◆ Исходный отрывок
###
Поэт, путешественник, воин Николай Гумилёв
Вот тогда здесь трещали уже распечатанные колоды, густел папиросный дым, забивающий запах пудры, и все покрывал бас «первого футуриста». Даже «всеобщую любовь» заглушал — настоящую «царицу» здесь. Все здесь были влюблены во всех. Пастернак, скажем, без ума влюбился здесь в Надю Синякову. Отец устраивал ему скандалы, звал этот дом «клоакой», мать из-за ночных походов сына сюда натурально лишилась сна, а он не только писал стихи Наде — три года переписывался с ней потом.
Давид Бурлюк влюбился в Машу, Жора Петников, поэт, — в Веру, а Асеев даже немедленно женился на Оксане Синяковой. Эта Оксана признавалась позже, что именно они, сестры, положили начало обществу «Долой стыд!». Было такое, помните; тот же Булгаков даже в 1924-м запишет в дневнике: «Новость: на днях в Москве появились совершенно голые люди (мужчины и женщины) с повязками через плечо „Долой стыд“. Влезали в трамвай. Трамвай останавливали…»
###
(Записи из источника данных)
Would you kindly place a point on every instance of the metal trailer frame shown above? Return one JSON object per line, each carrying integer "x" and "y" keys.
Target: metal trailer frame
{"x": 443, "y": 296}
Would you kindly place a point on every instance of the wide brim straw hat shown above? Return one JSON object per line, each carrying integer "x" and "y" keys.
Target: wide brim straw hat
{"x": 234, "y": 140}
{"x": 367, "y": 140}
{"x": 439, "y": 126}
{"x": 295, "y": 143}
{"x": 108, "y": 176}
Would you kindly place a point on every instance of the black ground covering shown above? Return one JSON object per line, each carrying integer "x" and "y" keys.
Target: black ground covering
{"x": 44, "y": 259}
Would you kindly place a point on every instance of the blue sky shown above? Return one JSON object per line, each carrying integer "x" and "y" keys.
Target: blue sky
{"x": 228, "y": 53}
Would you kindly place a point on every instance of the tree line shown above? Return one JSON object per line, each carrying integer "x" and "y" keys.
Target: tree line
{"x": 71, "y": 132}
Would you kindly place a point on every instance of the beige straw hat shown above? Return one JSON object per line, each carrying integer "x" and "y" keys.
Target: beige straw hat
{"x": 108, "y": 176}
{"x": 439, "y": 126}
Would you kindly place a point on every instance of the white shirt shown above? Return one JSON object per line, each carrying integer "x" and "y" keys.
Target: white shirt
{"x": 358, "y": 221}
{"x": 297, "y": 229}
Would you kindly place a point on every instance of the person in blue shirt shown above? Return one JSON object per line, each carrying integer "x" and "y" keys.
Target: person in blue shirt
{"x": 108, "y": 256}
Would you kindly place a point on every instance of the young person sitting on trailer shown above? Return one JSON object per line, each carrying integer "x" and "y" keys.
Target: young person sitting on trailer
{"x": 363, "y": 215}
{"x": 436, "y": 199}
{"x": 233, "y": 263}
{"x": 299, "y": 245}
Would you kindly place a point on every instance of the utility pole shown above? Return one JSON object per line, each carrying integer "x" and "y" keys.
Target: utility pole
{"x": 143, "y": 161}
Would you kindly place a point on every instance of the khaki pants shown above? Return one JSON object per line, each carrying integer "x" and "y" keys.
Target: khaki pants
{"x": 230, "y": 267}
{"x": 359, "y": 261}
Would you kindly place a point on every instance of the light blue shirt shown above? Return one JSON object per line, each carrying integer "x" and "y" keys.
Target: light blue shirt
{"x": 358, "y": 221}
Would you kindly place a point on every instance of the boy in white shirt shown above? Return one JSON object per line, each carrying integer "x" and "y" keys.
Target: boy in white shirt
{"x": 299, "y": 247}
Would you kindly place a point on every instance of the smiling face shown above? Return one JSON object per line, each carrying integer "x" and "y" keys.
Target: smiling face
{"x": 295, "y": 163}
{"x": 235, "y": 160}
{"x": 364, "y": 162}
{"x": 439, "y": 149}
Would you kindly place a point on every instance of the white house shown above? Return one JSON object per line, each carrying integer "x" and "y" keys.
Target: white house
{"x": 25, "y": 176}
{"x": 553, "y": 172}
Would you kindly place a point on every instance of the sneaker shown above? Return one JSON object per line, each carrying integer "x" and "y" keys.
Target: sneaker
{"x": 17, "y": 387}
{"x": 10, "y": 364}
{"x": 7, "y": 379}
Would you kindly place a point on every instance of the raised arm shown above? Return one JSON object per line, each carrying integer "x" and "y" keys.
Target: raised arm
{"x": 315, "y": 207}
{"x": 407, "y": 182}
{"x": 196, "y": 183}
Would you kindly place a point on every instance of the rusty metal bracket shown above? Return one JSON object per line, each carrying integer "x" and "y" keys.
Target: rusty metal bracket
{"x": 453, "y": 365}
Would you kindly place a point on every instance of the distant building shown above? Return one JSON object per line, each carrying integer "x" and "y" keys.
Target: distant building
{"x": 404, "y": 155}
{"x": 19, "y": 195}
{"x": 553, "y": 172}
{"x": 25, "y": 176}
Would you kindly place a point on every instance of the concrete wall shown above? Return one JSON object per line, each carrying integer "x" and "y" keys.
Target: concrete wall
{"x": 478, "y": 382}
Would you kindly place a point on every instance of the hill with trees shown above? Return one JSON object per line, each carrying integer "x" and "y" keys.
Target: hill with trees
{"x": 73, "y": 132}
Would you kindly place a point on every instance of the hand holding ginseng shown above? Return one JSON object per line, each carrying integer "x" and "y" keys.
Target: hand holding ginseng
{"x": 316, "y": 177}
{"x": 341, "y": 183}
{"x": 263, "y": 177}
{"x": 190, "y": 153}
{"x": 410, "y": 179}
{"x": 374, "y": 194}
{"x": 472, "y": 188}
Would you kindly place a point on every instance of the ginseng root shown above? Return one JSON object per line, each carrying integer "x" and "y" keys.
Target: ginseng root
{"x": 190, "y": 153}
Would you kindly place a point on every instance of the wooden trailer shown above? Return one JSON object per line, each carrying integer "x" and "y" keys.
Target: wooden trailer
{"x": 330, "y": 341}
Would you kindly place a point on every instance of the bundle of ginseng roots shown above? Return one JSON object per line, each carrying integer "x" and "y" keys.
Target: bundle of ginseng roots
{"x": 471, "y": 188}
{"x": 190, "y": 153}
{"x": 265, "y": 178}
###
◆ Задание 1
Изложите содержание исходного отрывка в двух предложениях.
◆ Задание 2
Ответьте на вопросы по исходному отрывку:
(а) Как отец Пастернака называл этот дом?
(б) На ком немедленно женился Асеев?
(в) В каком году Булгаков сделал дневниковую запись о людях с повязками «Долой стыд»?

◆ Образец ответа 1
В описанном доме все были влюблены во всех: Пастернак влюбился в Надю Синякову и потом три года с ней переписывался, Давид Бурлюк влюбился в Машу, Жора Петников в Веру, а Асеев немедленно женился на Оксане Синяковой. Оксана позже признавалась, что именно сестры положили начало обществу «Долой стыд!», а Булгаков в 1924 году записал в дневнике о появлении в Москве голых людей с повязками «Долой стыд».

◆ Образец ответа 2
(а) «Клоакой».
(б) На Оксане Синяковой.
(в) В 1924 году.